CONSIGNE DONNÉE 1
Recopiez à l'identique, s'il vous plaît, les lignes placées après le texte, en commençant par la ligne qui contient « Q: Using the form shown in this sample, indicate the dense » et en finissant par la dernière de ces lignes, toutes deux comprises.

EXTRAIT CHOISI
----------------------------------------
Par Allal Alain Difadi
Professeur associé Institut supérieur d’ingénierie et des affaires (ISGA), Campus Rabat

Un système d’information
La comptabilité est communément considérée comme un système d’information qui consiste à saisir, à classer et à traiter les informations économiques d’une entreprise pour donner une image fidèle de sa situation financière. Elle constitue donc une base de données précieuse pour l’analyse et l’interprétation de l’activité de l’entreprise afin de prendre des décisions rationnelles pour améliorer ses performances. On la compare souvent à un miroir de la vie économique qui traduit la réalité de l’entreprise en vue d’éclairer ses différents partenaires : associés, banquiers, fournisseurs, clients, État, personnel, associations…

Deux principaux types de comptabilité d’entreprise sont à distinguer :
– la comptabilité générale (ou financière) qui enregistre les flux financiers entre l’entreprise et ses partenaires dans le but de mesurer sa création de valeur : elle est basée sur le passé ;

– la comptabilité analytique (ou de gestion) qui permet aux dirigeants de mieux décider en leur fournissant des informations sur les coûts supportés ainsi que des indicateurs prévisionnels : elle exploite le passé pour prévoir l’avenir. Au début du siècle dernier, dans un ouvrage intitulé «Administration industrielle et générale» publié en 1916, l’ingénieur français Henri Fayol avait pour la première fois découpé l’activité d’une entreprise en six fonctions abstraites parmi lesquelles figurait la fonction comptable aux côtés de la fonction financière et des autres fonctions technique, commerciale, de sécurité et administrative. Fayol considérait la fonction comptable comme «l’organe de vision qui permet de savoir à tout instant où l’on est et où l’on va». Cette métaphore montrait l’importance de la comptabilité en tant que fonction à part entière, distincte de la fonction financière, et insistait sur son rôle principal qui consiste à éclairer la prise de décision au sein de l’entreprise. Trente ans plus tard, dans un ouvrage de comptabilité publié aux Éditions Dunod en 1947, l’expert-comptable français Pierre Garnier avait considéré la comptabilité comme «l’algèbre du droit» dans la mesure où elle est l’expression chiffrée de notions, principes et règles issus des législations civile, commerciale, fiscale et comptable. Ces règles ou normes ont pour but de fournir une représentation uniforme de la réalité économique de l’entreprise et de permettre une comparaison de l’information dans le temps et dans l’espace. La comptabilité apparaît alors comme un système normatif (basé sur des normes) dont la finalité est de protéger les différents utilisateurs de l’information financière produite par l’entreprise. La comptabilité, en tant que technique de traitement de l’information, se base sur des principes, des conventions et des procédures qui doivent être respectés et appliqués lors de l’enregistrement des opérations quotidiennes effectuées par l’entreprise dans des comptes précis, en respectant, notamment, la règle de la partie double, afin de produire des états financiers annuels indiquant le résultat net réalisé.
----------------------------------------
DONNÉES D'ENTRÉE
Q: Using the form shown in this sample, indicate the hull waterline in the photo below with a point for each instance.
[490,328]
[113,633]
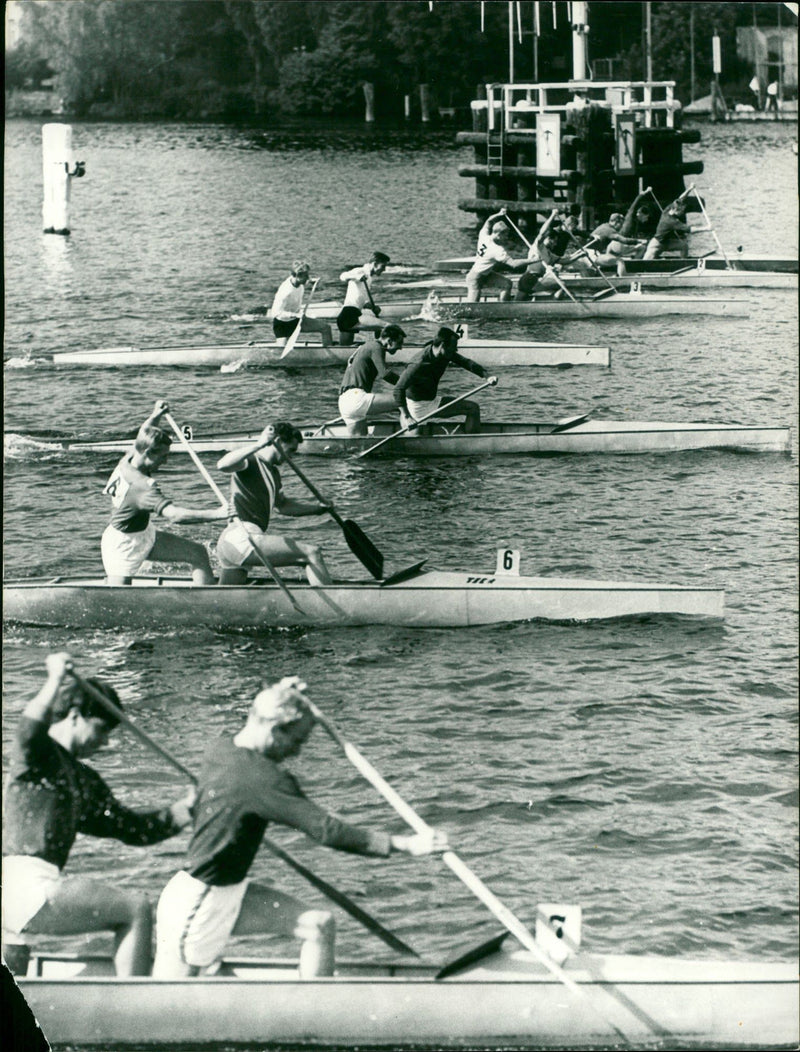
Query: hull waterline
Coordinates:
[504,1000]
[755,264]
[312,355]
[430,600]
[619,305]
[448,440]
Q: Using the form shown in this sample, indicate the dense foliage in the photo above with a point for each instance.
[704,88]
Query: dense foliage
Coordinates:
[255,58]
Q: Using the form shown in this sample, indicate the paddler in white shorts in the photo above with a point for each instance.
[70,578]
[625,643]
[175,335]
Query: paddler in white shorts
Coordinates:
[131,538]
[416,391]
[491,259]
[256,488]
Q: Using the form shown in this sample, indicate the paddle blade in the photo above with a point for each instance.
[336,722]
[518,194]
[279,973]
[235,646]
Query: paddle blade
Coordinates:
[363,548]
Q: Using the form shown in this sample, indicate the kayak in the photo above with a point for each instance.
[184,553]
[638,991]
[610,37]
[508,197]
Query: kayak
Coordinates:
[312,353]
[578,436]
[691,278]
[753,264]
[412,598]
[447,439]
[618,305]
[494,996]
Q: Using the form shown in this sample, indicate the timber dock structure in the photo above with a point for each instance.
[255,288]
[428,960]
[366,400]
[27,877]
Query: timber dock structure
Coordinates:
----------------------------------------
CONSIGNE DONNÉE 2
Condensez sous forme de liste le paragraphe de l'extrait sur la comptabilité qui commence par « La comptabilité est communément considérée », en conservant ses faits essentiels.

RÉPONSE COMPLÈTE 1
Q: Using the form shown in this sample, indicate the dense foliage in the photo above with a point for each instance.
[704,88]
Query: dense foliage
Coordinates:
[255,58]
Q: Using the form shown in this sample, indicate the paddler in white shorts in the photo above with a point for each instance.
[70,578]
[625,643]
[175,335]
Query: paddler in white shorts
Coordinates:
[131,538]
[416,391]
[491,259]
[256,488]
Q: Using the form shown in this sample, indicate the paddle blade in the photo above with a point for each instance.
[336,722]
[518,194]
[279,973]
[235,646]
Query: paddle blade
Coordinates:
[363,548]
Q: Using the form shown in this sample, indicate the kayak in the photo above with a point for each instance.
[184,553]
[638,991]
[610,37]
[508,197]
Query: kayak
Coordinates:
[312,353]
[578,436]
[691,278]
[753,264]
[412,598]
[447,439]
[618,305]
[494,996]
Q: Using the form shown in this sample, indicate the timber dock structure in the photo above with a point for each instance.
[255,288]
[428,960]
[366,400]
[27,877]
Query: timber dock structure
Coordinates:

RÉPONSE COMPLÈTE 2
- La comptabilité est un système d'information qui saisit, classe et traite les informations économiques d'une entreprise pour donner une image fidèle de sa situation financière.
- Elle constitue une base de données pour analyser et interpréter l'activité de l'entreprise et prendre des décisions rationnelles afin d'améliorer ses performances.
- On la compare à un miroir de la vie économique qui traduit la réalité de l'entreprise pour éclairer ses partenaires : associés, banquiers, fournisseurs, clients, État, personnel, associations.